__Task set__:
1. In the article about the Gangá-Longobá, what is the name of the Sierra Leone village where all roads eventually led?
2. Collect every line of the entries that contains the word "picnic".

Editor’s Note: Last week we posted the story of Afro-Cubans traveling to Sierra Leone to trace their roots. The trip was documented by Dr. Emma Christopher for her documentary “They Are We”. Below is Dr. Christopher’s and the traveler’s accounts of the trip.
Alfredo Duquesne and the rest of the Gangá-Longobá cross the Taia River, reversing their ancestor’s journey into slavery
Crossing the Taia River, deep in the interior of Sierra Leone, Alfredo Duquesne suddenly became agitated. He had never left his native Cuba before, and now he was half the world away, in a tiny dugout canoe crossing the swift-moving river. It was not the danger that was unsettling him. The sufferings of his ancestors at this place were taking their toll. ‘I felt their cries,’ he explained later, ‘and I could imagine the desperation and anguish showing on their faces.’ Alfredo’s sorrow soon turned to delight. His journey was, at least in part, vanquishing the sufferings of his ancestors who had once crossed this same river in chains. Incredibly, he was reversing their journey and returning home. I had spent two years searching throughout part of West Africa for evidence of the origins of Alfredo and his extended family group, who are known in Cuba as the Gangá-Longobá.
They have kept alive their ancestral heritage, protecting its uniqueness from the much more common Afro-Cuban practices such as Santería and Palo Monte. Intrigued to find out whether their roots could be traced, I recorded their songs and dances and then asked several thousand people across Sierra Leone, Liberia and Guinea if they recognized anything. Eventually, all roads led to Mokpangumba, a tiny, remote village in of Sierra Leone. The first time I ever visited Mokpangumba, the people’s reaction to my recordings of the Gangá-Longobá was so astonishing that it took me two years to fully process, and then explore and interrogate, their certainty. ‘They are we!’ they cried upon hearing and then joining in jubilantly with the Cuban songs. Their claim to kinship with the Cubans was quick and irrevocable: In their minds, the Cubans they were watching had to be the descendants of one of the people stolen from their village, as how else would they have so much of the same cultural heritage? ‘Nobody else practices this culture,’ said Solomon Musa, a local schoolteacher, ‘they must be our people’, before adding, ‘we are full of joy!’
Even after I satisfied my doubts and doubters that the ties could be confirmed, I still had much to learn about the meaning of the story to people here. While ‘roots’ stories are almost always viewed through the eyes of people in the diaspora, the importance of this reunion to the people of Mokpangumba is considerable. Here, like in much of Africa, family and social ties are life. People are thought to exist in relation to their extended families and communities. Nothing much of a person exists in isolation. This is in part why the uprooting and alienation of the transatlantic slave trade was so shattering. Such belonging, in the worldview of Mokpangumba, is timeless: It includes the ancestors and the ones not yet born as much as those alive today. It also defies geography.

__Material to process__:
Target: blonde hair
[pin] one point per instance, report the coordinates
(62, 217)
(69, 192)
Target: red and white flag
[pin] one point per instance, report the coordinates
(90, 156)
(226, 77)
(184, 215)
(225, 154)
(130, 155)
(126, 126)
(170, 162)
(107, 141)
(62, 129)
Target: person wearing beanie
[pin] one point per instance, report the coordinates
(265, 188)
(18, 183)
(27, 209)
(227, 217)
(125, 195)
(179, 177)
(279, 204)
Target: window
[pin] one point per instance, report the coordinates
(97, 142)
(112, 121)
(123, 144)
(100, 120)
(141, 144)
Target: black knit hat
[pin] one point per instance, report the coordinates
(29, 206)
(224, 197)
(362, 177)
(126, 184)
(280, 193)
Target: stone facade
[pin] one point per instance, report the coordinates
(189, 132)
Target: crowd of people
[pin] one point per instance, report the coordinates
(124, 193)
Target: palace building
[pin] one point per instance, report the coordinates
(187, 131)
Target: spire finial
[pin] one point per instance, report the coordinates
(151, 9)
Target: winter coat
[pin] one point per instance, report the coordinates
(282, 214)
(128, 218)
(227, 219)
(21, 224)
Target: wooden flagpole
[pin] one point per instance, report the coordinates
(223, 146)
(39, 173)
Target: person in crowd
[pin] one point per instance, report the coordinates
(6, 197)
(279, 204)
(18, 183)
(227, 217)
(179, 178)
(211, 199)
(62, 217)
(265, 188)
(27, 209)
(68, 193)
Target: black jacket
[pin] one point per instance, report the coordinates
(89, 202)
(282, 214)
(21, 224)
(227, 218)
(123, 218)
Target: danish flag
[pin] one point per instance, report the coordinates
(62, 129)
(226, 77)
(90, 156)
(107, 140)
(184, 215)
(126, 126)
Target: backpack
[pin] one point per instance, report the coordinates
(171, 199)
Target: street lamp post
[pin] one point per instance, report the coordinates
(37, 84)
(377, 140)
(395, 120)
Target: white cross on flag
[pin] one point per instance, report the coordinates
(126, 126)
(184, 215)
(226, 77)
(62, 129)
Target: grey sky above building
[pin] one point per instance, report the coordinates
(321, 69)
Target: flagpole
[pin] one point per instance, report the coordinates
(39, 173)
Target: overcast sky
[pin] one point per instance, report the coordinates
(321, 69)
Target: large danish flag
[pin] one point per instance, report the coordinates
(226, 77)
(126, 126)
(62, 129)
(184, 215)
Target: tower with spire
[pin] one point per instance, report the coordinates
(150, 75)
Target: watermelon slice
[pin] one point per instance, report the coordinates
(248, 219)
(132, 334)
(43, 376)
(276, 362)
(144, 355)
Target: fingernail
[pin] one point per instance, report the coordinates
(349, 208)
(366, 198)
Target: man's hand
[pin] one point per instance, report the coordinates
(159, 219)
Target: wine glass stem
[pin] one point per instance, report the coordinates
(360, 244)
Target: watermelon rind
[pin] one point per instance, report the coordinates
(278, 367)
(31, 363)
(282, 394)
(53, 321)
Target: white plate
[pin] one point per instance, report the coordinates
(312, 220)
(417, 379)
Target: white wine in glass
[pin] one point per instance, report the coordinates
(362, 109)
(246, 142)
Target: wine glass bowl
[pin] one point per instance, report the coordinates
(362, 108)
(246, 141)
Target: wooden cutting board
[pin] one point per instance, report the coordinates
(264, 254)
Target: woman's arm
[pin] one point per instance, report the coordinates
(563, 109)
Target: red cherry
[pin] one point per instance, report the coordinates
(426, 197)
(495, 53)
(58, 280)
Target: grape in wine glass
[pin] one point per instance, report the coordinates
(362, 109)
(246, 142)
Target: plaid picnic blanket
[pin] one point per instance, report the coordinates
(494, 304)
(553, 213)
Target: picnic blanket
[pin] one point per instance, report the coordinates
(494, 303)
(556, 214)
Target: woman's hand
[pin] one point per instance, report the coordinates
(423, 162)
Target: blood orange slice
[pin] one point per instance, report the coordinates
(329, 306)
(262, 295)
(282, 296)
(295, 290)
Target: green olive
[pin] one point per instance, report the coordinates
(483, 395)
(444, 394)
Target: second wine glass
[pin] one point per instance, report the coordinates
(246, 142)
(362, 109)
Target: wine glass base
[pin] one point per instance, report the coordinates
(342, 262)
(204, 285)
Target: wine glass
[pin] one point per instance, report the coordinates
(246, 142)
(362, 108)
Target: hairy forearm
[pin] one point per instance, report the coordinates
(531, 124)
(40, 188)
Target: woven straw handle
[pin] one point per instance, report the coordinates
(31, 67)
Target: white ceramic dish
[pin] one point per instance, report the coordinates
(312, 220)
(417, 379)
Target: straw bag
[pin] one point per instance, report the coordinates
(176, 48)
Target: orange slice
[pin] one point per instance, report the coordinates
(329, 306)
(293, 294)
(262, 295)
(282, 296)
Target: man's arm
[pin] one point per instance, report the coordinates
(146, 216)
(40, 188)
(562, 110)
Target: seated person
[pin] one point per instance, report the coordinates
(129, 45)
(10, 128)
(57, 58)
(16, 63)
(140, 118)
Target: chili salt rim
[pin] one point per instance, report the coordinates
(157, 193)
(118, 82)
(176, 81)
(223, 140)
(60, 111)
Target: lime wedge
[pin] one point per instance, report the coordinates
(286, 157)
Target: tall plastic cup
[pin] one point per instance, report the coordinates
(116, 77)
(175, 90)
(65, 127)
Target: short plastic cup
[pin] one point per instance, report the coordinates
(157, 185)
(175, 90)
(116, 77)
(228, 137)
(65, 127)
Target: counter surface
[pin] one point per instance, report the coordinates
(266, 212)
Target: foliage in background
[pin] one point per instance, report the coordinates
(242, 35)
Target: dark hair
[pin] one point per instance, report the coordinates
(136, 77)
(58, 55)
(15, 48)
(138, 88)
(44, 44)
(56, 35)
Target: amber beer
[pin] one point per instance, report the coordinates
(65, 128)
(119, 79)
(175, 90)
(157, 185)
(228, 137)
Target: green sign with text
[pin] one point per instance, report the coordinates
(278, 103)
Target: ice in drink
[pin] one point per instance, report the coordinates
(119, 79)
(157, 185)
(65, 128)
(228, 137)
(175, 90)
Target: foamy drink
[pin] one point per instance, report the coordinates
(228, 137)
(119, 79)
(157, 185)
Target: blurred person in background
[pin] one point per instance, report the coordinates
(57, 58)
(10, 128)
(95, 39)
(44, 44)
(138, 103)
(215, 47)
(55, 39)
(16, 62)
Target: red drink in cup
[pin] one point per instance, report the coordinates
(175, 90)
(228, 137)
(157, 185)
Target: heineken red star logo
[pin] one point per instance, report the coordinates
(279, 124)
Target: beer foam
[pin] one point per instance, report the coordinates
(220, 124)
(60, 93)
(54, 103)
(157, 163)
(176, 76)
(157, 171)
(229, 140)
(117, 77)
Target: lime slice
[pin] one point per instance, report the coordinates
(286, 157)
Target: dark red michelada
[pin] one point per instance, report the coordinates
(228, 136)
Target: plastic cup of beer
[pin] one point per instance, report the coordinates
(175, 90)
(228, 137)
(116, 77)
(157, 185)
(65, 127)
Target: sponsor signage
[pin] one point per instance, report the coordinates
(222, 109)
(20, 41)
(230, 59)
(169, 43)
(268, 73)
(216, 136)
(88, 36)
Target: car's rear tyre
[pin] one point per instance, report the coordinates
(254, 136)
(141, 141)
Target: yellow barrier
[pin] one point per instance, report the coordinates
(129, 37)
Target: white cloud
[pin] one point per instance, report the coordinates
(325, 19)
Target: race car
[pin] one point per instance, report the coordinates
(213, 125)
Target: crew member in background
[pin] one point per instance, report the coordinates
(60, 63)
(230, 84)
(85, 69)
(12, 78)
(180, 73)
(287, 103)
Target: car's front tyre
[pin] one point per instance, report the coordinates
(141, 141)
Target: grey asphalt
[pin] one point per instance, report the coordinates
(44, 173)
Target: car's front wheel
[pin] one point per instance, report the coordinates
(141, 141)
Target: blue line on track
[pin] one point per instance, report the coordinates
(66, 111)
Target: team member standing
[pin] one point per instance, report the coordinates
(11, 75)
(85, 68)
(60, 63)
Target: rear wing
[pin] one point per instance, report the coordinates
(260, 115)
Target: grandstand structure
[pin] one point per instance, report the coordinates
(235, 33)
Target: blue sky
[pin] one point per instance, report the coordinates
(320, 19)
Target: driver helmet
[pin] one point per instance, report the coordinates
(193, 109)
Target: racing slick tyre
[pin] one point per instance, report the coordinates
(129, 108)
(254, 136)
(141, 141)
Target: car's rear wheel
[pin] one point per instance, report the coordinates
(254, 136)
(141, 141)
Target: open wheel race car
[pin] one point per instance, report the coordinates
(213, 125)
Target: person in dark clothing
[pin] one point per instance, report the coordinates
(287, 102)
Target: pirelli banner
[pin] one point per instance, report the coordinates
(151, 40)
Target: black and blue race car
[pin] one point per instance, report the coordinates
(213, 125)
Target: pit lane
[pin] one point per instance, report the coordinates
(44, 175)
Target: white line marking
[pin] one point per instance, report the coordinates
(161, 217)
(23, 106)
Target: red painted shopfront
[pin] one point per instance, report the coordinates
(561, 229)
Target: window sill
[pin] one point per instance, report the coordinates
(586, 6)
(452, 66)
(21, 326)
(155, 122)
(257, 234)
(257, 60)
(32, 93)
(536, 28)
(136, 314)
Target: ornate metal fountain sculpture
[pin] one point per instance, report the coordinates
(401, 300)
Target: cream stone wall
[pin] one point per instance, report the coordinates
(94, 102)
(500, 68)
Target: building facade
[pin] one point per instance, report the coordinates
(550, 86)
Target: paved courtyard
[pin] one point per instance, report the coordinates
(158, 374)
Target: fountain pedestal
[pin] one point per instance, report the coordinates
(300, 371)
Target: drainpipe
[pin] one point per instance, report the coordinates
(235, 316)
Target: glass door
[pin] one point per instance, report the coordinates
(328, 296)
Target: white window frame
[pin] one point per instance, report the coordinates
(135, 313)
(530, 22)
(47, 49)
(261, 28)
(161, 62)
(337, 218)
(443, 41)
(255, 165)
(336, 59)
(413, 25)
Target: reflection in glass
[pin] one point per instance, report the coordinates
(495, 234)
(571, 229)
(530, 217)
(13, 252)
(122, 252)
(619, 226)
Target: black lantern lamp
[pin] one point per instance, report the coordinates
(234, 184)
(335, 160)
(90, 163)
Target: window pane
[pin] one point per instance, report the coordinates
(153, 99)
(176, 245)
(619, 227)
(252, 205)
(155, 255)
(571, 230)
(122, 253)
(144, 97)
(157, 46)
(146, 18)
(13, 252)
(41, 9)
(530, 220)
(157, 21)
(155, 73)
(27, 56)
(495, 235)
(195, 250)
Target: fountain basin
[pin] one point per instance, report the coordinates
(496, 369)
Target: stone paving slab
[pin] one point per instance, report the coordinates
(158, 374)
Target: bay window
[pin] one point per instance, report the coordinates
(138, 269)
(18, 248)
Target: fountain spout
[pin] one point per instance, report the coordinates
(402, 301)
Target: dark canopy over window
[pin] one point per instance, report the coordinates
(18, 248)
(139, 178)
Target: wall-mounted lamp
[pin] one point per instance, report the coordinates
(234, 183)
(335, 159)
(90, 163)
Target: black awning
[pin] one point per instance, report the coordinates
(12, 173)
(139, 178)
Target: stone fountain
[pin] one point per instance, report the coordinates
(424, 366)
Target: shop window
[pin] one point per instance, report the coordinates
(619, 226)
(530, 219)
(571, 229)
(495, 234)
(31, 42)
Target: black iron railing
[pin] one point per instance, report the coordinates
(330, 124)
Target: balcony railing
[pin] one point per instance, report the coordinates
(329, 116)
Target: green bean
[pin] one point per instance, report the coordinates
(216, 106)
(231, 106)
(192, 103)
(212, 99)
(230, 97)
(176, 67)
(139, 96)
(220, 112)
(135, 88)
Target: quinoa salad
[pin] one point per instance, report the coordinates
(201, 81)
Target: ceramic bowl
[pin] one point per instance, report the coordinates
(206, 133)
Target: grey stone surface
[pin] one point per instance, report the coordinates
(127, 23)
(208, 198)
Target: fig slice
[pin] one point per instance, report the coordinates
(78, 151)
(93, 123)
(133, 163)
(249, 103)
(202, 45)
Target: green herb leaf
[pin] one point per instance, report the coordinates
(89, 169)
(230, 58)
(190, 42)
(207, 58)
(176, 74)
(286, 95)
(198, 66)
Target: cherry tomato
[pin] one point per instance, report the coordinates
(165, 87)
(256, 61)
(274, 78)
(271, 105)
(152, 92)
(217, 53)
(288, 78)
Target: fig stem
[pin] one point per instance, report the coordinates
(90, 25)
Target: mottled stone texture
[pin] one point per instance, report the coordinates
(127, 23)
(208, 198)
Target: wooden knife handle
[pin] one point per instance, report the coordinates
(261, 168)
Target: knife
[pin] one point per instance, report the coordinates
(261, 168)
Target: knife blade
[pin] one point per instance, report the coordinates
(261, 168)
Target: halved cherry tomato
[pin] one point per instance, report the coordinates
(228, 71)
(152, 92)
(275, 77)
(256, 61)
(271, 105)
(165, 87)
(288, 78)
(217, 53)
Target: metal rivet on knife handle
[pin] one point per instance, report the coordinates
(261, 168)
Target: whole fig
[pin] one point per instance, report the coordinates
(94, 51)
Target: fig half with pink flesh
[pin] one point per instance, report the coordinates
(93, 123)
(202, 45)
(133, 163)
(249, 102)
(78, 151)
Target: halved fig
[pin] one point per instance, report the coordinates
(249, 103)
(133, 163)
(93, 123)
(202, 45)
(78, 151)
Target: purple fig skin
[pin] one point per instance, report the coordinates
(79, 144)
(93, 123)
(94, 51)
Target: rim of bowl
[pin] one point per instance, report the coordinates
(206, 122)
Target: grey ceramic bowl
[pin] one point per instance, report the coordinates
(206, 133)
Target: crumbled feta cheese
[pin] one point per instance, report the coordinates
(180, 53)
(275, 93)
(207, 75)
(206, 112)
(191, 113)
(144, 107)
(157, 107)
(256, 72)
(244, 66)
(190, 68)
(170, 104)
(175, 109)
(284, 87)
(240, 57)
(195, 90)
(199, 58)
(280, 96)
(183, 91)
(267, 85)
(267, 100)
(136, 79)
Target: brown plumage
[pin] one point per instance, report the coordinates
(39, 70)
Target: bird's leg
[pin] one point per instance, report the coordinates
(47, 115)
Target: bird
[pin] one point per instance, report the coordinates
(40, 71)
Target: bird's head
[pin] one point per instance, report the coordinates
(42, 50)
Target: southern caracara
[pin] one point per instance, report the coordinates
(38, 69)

__Task-by-task outputs__:
1. Mokpangumba

2.
Target: plaid picnic blanket
Target: picnic blanket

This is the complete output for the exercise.